START DATA SUPPLIED
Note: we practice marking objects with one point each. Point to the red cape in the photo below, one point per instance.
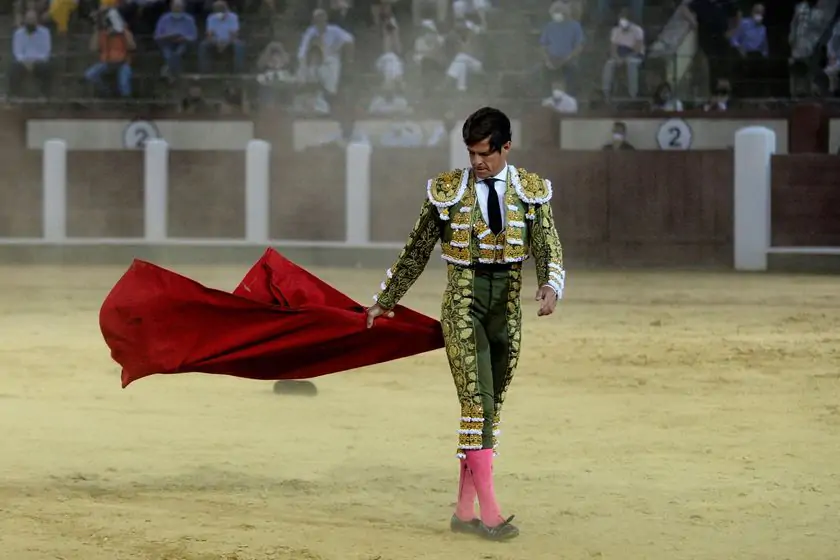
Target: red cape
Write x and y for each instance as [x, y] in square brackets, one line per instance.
[280, 323]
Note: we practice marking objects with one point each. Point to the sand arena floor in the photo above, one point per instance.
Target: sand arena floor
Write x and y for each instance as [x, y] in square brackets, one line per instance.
[656, 416]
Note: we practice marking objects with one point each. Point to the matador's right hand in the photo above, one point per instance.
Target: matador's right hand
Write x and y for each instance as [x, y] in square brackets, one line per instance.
[375, 311]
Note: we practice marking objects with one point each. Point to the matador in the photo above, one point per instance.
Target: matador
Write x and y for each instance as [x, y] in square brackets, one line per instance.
[488, 219]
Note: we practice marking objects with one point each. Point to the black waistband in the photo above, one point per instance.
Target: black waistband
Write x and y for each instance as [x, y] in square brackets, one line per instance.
[493, 267]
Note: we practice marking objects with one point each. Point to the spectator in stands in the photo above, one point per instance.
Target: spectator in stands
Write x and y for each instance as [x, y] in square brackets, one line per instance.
[472, 10]
[750, 39]
[435, 10]
[832, 69]
[274, 77]
[711, 18]
[663, 99]
[314, 78]
[619, 139]
[603, 6]
[114, 43]
[31, 48]
[222, 38]
[562, 42]
[428, 54]
[805, 31]
[627, 48]
[332, 42]
[721, 100]
[560, 101]
[390, 101]
[340, 12]
[60, 12]
[467, 60]
[390, 63]
[174, 32]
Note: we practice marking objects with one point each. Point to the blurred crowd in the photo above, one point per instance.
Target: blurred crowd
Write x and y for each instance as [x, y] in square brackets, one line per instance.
[396, 54]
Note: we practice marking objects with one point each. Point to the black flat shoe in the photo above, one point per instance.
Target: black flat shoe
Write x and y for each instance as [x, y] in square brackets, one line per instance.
[504, 531]
[471, 527]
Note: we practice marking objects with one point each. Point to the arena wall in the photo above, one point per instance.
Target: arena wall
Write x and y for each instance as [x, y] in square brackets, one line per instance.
[640, 208]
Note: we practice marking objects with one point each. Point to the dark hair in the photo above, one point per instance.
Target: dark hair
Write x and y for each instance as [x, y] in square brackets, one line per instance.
[487, 123]
[660, 89]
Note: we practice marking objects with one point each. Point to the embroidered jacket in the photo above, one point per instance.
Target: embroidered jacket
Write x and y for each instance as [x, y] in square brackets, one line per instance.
[451, 215]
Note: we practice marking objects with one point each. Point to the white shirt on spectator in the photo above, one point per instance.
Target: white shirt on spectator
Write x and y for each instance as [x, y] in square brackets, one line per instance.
[628, 36]
[331, 41]
[561, 102]
[380, 105]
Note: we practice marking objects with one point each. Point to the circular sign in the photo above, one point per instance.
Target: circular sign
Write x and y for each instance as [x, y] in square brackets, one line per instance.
[674, 134]
[137, 133]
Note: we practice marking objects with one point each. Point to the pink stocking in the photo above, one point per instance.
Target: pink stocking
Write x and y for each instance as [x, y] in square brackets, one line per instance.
[480, 463]
[466, 495]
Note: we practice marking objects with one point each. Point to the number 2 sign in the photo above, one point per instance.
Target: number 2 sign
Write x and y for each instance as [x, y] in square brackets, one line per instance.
[137, 133]
[674, 134]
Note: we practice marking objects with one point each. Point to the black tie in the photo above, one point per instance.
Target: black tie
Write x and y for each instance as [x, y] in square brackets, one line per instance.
[494, 212]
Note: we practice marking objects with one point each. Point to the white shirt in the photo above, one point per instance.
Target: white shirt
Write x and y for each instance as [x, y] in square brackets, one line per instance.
[332, 41]
[482, 190]
[565, 103]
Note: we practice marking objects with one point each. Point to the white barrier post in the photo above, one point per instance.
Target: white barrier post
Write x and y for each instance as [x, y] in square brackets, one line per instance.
[55, 191]
[754, 147]
[257, 192]
[156, 190]
[458, 156]
[357, 193]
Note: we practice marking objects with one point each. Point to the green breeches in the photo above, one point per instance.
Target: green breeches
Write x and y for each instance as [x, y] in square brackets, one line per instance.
[481, 318]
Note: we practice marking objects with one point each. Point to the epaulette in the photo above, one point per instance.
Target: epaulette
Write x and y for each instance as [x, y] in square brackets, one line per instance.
[447, 189]
[531, 188]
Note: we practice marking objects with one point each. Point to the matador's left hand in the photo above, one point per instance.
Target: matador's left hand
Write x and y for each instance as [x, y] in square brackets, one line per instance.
[548, 301]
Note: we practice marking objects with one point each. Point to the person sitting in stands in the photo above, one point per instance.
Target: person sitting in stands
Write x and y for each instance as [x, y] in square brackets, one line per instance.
[174, 32]
[222, 38]
[114, 43]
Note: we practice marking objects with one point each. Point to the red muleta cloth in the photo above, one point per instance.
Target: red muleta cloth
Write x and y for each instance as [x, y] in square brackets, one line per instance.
[281, 322]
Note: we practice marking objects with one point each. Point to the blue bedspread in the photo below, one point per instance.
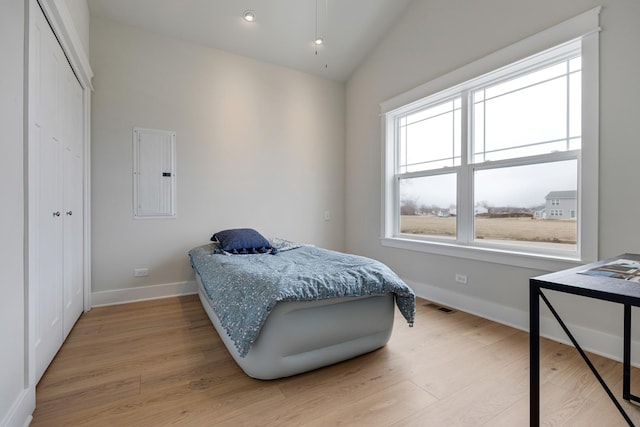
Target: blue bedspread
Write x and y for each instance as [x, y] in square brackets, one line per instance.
[244, 289]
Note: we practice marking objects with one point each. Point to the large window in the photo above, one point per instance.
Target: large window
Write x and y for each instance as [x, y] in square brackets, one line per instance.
[501, 162]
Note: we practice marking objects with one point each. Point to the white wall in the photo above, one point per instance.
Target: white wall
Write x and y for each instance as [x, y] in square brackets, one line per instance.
[437, 36]
[79, 12]
[16, 399]
[257, 146]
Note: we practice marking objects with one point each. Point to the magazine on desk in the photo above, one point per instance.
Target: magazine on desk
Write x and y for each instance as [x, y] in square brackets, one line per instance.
[624, 269]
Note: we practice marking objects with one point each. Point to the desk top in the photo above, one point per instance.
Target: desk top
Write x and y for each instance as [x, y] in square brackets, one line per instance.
[593, 285]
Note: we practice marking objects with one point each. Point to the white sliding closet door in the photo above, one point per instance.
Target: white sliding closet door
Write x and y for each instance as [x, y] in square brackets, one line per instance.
[73, 190]
[56, 176]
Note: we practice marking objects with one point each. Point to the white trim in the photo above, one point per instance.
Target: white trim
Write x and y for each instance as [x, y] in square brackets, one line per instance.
[594, 341]
[143, 293]
[20, 412]
[578, 26]
[61, 22]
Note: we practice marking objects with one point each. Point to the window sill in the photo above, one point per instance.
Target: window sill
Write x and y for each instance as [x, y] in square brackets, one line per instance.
[507, 257]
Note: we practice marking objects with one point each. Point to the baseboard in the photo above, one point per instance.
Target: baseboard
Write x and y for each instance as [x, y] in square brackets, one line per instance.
[21, 412]
[597, 342]
[144, 293]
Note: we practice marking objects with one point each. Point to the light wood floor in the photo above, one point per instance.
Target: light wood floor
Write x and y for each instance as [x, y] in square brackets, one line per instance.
[161, 363]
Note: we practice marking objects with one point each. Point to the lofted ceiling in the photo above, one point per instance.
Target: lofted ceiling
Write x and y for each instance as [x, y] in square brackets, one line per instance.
[282, 34]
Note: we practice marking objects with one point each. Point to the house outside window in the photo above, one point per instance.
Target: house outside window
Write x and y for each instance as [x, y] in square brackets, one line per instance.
[495, 163]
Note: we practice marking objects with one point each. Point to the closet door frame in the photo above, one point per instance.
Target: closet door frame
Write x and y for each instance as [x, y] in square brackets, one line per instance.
[61, 22]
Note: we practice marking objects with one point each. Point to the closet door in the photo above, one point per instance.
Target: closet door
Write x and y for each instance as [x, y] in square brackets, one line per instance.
[46, 131]
[56, 176]
[72, 202]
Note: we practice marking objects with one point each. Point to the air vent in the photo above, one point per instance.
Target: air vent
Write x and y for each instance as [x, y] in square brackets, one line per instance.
[439, 308]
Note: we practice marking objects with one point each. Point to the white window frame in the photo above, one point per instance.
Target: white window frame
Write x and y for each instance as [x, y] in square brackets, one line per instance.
[584, 29]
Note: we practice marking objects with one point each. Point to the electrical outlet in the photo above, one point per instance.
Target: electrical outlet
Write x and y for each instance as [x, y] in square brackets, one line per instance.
[140, 272]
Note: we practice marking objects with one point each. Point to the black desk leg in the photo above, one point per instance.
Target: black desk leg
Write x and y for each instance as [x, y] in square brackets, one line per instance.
[534, 354]
[626, 360]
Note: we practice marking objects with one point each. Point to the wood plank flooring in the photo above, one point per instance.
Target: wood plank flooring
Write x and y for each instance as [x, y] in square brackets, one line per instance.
[161, 363]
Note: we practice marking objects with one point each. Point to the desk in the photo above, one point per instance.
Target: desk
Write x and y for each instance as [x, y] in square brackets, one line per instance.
[572, 281]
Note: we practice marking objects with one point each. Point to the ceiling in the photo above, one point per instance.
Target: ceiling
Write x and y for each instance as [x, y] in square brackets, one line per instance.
[282, 33]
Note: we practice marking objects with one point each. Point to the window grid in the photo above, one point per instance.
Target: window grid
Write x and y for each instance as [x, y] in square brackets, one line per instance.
[466, 166]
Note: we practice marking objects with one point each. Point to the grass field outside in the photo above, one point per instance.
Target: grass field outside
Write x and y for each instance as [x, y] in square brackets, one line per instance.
[512, 229]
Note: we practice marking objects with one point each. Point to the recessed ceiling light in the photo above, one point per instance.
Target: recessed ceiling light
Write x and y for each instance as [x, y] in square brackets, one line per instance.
[249, 15]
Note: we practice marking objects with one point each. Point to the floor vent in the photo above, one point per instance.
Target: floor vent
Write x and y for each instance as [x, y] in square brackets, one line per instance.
[439, 308]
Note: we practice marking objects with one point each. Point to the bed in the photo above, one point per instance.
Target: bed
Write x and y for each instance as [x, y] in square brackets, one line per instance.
[287, 308]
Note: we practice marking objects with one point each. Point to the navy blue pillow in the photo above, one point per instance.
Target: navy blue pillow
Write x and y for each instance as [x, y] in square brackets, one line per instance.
[243, 241]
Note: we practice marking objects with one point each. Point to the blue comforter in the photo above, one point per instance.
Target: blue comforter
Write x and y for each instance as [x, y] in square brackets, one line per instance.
[244, 288]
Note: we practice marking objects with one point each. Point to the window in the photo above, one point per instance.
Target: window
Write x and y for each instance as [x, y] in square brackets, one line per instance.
[497, 163]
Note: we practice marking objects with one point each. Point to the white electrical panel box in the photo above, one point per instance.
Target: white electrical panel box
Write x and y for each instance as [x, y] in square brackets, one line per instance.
[154, 173]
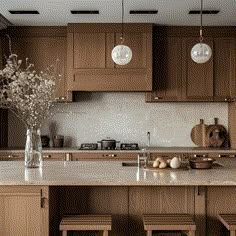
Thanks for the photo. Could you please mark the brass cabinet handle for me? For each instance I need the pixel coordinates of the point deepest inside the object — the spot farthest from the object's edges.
(109, 155)
(157, 98)
(47, 156)
(60, 99)
(200, 155)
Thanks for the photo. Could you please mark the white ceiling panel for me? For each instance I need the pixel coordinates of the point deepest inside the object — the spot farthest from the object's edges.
(170, 12)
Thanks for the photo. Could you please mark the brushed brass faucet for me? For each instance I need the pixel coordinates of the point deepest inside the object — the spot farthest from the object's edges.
(148, 136)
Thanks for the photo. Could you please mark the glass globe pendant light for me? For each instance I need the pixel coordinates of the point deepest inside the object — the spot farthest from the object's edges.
(201, 52)
(121, 54)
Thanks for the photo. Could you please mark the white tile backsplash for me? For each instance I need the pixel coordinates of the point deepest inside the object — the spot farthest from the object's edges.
(124, 117)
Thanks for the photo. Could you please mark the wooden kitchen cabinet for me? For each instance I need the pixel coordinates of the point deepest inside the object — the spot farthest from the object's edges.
(24, 211)
(218, 203)
(53, 156)
(89, 63)
(42, 46)
(176, 77)
(158, 200)
(224, 69)
(167, 69)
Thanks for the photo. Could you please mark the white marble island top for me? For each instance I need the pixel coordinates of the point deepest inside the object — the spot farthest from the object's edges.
(112, 173)
(193, 150)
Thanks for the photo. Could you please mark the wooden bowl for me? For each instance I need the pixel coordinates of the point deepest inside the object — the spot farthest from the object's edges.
(201, 163)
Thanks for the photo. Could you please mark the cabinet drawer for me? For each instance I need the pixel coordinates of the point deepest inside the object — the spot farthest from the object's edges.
(108, 156)
(53, 156)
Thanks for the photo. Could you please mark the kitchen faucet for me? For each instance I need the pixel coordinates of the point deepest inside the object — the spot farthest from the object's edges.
(148, 136)
(145, 155)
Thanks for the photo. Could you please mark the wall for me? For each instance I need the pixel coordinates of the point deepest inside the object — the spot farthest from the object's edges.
(124, 117)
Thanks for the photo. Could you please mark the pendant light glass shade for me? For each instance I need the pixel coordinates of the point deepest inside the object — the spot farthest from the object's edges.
(201, 53)
(121, 54)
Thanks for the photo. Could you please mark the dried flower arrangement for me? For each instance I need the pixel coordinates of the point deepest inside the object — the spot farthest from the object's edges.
(29, 95)
(26, 93)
END DATA SUPPLIED
In the listing above, find the line containing "to the grass" and the line containing "Target: recessed ceiling light", then quote both, plus every line between them, exactly as written.

Note: we practice marking objects with one point each. Point to the grass field outside in the photo above, one point per instance.
Target: grass field outside
Write x and y for each instance as [x, y] in square brackets, one line per instance.
[512, 229]
Note: we practice marking objects with one point each. Point to the recessed ceiling light in the photo above, one point per instance.
Target: recessed ceiling light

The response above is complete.